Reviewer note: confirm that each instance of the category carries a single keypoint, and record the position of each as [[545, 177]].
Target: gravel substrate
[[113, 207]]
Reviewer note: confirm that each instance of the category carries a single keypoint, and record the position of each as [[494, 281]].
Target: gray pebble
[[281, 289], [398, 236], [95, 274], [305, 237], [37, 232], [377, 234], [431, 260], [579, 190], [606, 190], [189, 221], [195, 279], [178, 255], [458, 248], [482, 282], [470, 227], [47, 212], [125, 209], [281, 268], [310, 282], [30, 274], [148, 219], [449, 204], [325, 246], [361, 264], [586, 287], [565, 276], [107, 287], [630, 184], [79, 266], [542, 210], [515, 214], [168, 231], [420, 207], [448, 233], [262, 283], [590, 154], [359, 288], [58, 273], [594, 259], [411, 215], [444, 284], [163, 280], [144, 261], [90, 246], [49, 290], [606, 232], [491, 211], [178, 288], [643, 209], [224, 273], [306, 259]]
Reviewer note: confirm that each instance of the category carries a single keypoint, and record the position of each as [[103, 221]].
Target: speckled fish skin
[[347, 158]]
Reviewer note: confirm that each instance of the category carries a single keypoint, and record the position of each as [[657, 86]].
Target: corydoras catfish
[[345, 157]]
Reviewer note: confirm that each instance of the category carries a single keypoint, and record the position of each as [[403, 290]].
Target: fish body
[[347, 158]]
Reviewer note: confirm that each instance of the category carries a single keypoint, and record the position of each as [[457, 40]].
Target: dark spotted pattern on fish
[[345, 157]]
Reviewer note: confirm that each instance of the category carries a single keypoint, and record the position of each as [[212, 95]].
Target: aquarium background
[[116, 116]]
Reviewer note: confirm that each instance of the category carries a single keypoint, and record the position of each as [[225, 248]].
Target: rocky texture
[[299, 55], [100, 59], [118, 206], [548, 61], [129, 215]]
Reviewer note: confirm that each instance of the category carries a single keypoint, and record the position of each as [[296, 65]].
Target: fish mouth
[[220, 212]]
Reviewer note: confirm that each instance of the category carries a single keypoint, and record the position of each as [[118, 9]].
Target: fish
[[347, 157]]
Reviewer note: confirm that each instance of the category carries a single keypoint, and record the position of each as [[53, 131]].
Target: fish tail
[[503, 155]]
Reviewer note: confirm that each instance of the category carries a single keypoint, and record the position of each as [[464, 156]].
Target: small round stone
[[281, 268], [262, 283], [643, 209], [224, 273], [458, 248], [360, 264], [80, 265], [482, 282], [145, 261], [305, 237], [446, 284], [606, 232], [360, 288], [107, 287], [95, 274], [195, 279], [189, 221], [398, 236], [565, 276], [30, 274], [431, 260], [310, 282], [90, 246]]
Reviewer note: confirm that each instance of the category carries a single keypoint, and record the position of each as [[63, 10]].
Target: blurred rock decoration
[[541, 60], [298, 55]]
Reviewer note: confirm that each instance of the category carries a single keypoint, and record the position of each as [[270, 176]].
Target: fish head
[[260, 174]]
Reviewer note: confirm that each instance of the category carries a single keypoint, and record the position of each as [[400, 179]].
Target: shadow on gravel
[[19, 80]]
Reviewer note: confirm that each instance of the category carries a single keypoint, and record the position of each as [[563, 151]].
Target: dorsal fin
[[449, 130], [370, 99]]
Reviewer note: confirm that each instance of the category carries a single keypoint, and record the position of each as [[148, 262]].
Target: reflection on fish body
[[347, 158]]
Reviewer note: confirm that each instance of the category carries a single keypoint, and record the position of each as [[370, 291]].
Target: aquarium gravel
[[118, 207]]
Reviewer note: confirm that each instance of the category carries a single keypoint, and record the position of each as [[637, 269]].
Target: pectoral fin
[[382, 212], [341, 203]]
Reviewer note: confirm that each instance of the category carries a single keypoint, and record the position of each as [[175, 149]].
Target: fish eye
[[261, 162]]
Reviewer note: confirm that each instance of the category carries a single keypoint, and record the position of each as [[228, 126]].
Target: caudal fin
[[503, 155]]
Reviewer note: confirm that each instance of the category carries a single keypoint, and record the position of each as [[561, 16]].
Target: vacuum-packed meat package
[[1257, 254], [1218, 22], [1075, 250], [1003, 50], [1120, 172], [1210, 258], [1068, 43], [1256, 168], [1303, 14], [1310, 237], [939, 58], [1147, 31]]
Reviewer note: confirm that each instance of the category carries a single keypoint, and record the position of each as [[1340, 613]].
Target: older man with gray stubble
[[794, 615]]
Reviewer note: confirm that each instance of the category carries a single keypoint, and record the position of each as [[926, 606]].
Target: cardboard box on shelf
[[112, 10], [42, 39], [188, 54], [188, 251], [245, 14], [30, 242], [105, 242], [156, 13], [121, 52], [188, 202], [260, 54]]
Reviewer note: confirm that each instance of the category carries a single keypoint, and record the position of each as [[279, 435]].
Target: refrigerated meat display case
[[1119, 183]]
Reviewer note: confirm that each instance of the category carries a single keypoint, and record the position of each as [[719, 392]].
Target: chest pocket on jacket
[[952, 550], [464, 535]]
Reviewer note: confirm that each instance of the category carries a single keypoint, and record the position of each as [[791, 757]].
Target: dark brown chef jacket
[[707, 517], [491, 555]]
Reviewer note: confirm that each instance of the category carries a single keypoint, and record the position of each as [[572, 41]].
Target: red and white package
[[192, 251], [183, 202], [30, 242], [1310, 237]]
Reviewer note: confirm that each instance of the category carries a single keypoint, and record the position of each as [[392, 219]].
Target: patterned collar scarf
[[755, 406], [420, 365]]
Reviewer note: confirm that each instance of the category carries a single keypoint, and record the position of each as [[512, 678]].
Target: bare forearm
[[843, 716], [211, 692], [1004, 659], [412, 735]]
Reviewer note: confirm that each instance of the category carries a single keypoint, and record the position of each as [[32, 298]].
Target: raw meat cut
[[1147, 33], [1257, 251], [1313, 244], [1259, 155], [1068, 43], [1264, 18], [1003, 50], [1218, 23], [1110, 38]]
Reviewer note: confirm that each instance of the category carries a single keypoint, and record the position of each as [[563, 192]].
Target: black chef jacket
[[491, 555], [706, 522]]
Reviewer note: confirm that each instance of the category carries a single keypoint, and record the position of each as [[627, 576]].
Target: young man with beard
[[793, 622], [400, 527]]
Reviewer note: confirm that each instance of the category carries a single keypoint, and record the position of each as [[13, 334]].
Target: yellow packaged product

→ What to work on
Can you reproduce every line in the stretch from the one containing "as [[572, 41]]." through the last line, shifting each coordinate in the answers up by 58?

→ Output
Reviewer note: confirm that each instance of the category carries a single keypoint, and record the position of each as [[572, 41]].
Target: red and white package
[[250, 309], [241, 260], [88, 300], [1368, 295]]
Reviewer note: confirm that each instance of the category carries a single keypoint, and record the position of each as [[392, 219]].
Target: patterned collar scarf
[[813, 464], [478, 423]]
Reviewer note: confirm that each instance of the category carries a single keypoint, and record the position of each as [[512, 678]].
Target: bare forearm
[[901, 774], [269, 750], [1062, 717], [470, 793]]
Reviewer note: confirm that each instance of the category carries a single keypoint, and record the position of each as [[32, 298]].
Target: raw meat cut
[[1205, 91], [1315, 309], [1371, 302], [1317, 213], [1126, 101], [1322, 76], [1061, 108], [1276, 81], [1168, 96]]
Reviewer note: confirm that each instance of the category carries a single keypoint, and record the position of each as [[563, 192]].
Target: black chef jacket
[[549, 613], [764, 580]]
Reviewer note: confirm that each instance of the category carries a single keypoint, and record the position of each as [[627, 576]].
Target: young man with beard
[[851, 680], [458, 585]]
Reviewer note: confirm that each instance of the category carries a single keypoint, and record the position of each as [[13, 334]].
Target: yellow packaged product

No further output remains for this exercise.